Recopiez tout le matériel, de la ligne contenant "task | identify every instance of the vaulted" jusqu'à la fin, en substituant "domed ceiling" à "vaulted ceiling" et sans rien modifier d'autre.

++++ ÉLÉMENTS

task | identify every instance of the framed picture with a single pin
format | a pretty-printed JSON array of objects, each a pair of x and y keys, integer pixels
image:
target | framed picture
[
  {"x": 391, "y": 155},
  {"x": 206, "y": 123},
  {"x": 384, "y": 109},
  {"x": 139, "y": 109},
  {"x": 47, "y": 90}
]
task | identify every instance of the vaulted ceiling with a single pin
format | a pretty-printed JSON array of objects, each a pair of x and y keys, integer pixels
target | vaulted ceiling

++++++++

> [RÉSULTAT]:
task | identify every instance of the domed ceiling with a single pin
format | a pretty-printed JSON array of objects, each a pair of x and y keys, integer pixels
target | domed ceiling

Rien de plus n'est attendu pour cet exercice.